Data to examine: Begin

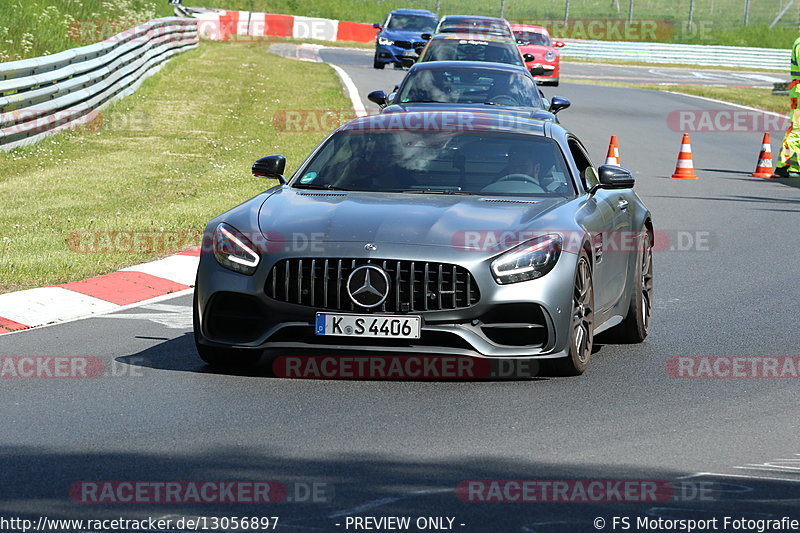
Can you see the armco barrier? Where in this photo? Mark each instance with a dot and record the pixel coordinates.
(44, 95)
(267, 24)
(742, 58)
(223, 25)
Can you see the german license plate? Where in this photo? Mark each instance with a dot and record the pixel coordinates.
(380, 326)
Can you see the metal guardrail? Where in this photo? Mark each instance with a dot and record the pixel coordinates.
(44, 95)
(703, 55)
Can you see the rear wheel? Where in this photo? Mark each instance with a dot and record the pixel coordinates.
(581, 340)
(636, 325)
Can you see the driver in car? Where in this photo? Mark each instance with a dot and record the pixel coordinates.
(530, 169)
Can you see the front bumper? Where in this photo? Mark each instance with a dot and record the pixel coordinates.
(528, 319)
(393, 54)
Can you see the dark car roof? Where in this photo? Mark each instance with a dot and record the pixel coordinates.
(477, 121)
(405, 11)
(481, 65)
(472, 17)
(466, 36)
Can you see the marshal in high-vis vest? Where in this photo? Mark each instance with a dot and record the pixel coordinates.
(789, 163)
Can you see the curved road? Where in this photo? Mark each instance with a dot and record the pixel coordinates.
(401, 448)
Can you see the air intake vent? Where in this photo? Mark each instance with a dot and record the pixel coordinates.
(509, 201)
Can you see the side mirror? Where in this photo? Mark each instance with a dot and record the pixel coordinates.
(557, 103)
(614, 177)
(271, 166)
(378, 97)
(537, 70)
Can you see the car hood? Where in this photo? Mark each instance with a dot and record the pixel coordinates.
(402, 35)
(396, 218)
(527, 112)
(537, 50)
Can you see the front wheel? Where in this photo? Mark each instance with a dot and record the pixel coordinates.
(581, 339)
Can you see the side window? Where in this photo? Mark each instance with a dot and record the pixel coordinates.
(587, 173)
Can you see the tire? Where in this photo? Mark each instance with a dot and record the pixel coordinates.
(581, 337)
(636, 325)
(221, 357)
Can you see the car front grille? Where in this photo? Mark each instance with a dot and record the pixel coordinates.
(408, 45)
(414, 285)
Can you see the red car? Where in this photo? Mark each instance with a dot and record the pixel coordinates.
(536, 40)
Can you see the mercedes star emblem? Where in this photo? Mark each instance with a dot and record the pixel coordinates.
(368, 286)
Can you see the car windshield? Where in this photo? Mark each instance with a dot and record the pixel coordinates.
(472, 50)
(470, 86)
(478, 25)
(435, 161)
(532, 37)
(418, 23)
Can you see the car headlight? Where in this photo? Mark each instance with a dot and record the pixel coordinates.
(530, 260)
(234, 251)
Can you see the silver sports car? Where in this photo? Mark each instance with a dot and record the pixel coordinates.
(441, 232)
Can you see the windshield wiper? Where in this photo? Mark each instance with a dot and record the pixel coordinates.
(326, 187)
(434, 191)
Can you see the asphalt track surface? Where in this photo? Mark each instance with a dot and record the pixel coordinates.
(399, 448)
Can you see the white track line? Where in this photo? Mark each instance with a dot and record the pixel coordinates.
(352, 91)
(161, 298)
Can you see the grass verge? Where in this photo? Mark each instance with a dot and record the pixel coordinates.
(784, 71)
(166, 159)
(749, 96)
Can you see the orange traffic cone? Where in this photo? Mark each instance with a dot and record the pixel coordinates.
(764, 165)
(685, 168)
(612, 158)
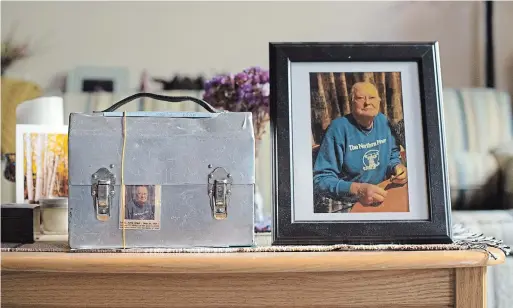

Data to examine: End

* [Prompt]
Without the pictures, copy out all the records above exactly.

* [Problem solution]
Can you see the armco barrier? Where in this photo? Mark each instance with a dot and record the pixel coordinates.
(44, 95)
(267, 24)
(742, 58)
(223, 25)
Can you see the german license plate? Where in this photo? Mark each instance with a dot and record the pixel coordinates.
(380, 326)
Can you see the metal guardrail? Where in this photo? Mark each instance with a dot and record the pixel coordinates.
(44, 95)
(703, 55)
Can you see the rear wheel? Where in this photo? Mark each instance with a dot and record the pixel coordinates.
(581, 340)
(636, 325)
Can you see the driver in car? Where in this photo? Mark each instance with a dot and record the pixel coordinates.
(530, 169)
Can you see the front bumper? Where in this photo? Mark each instance with a dot and record the pixel coordinates.
(528, 319)
(393, 54)
Can you see the dark car roof? Where in this photo? Mark each instance with a dot and record the pixel coordinates.
(477, 121)
(405, 11)
(481, 65)
(472, 17)
(466, 36)
Can you see the marshal in high-vis vest? Where in this photo? Mark each instance with a dot and record the pixel coordinates.
(789, 163)
Can you see the curved road? Where in this photo? Mark each instance with a dot and record the pixel coordinates.
(401, 448)
Can you see the air intake vent? Where in this photo? Mark each instance with a dot and record the pixel coordinates.
(509, 201)
Can you see the side mirror? Where in this photo? Mark each instance with a dot and record the pixel coordinates.
(557, 103)
(614, 177)
(271, 166)
(378, 97)
(537, 70)
Can you see the car hood? Where in this photo? Mark each instance with a dot and record the pixel coordinates.
(402, 35)
(396, 218)
(527, 112)
(537, 50)
Can you see the front wheel? Where in this photo? Mark each instance with a dot and record the pixel coordinates.
(581, 339)
Can you see the side window? Where in this photo? Mark each instance with a dot and record the pixel coordinates.
(587, 173)
Can you see the tire? Where in this photo? Mark each instance with a dot and record the pixel coordinates.
(581, 337)
(636, 325)
(221, 357)
Can you see the car front grille? Where in this photo? Mark each instance with a dot and record the pixel coordinates.
(408, 45)
(414, 285)
Can you see the red car? Where in this photo? Mark each instance with a dot and record the pixel coordinates.
(536, 40)
Can you see the mercedes star emblem? Where in this photo? Mark each instance with a dot and record the pixel coordinates.
(368, 286)
Can you see the car windshield? Where in this photo? Mark each instance with a dot and record the pixel coordinates.
(472, 50)
(470, 86)
(478, 25)
(435, 161)
(532, 37)
(418, 23)
Can you see the car headlight? Where in this photo? Mark each instance with a dot and record the pixel coordinates.
(530, 260)
(234, 251)
Can you see the silver sports car? Where in this photo? Mark each instance with a dot and record the pixel coordinates.
(441, 232)
Can you see the windshield wiper? Where in this photo? Mark each instance with a dot and record the pixel coordinates.
(326, 187)
(434, 191)
Can you see the asphalt track surface? Where in this photo? Mark each instance with a dot and record the pixel coordinates.
(399, 448)
Can you see the white track line? Where in this photo? Mark each instance with a dot and record the pixel coordinates.
(352, 91)
(161, 298)
Can you see the grass verge? Where in this photo? Mark each instance with a dot and record the pixel coordinates.
(784, 71)
(166, 159)
(749, 96)
Can you see the orange traffic cone? Where in this photo? Mark each instance with a dot and record the pixel coordinates.
(764, 165)
(685, 168)
(612, 158)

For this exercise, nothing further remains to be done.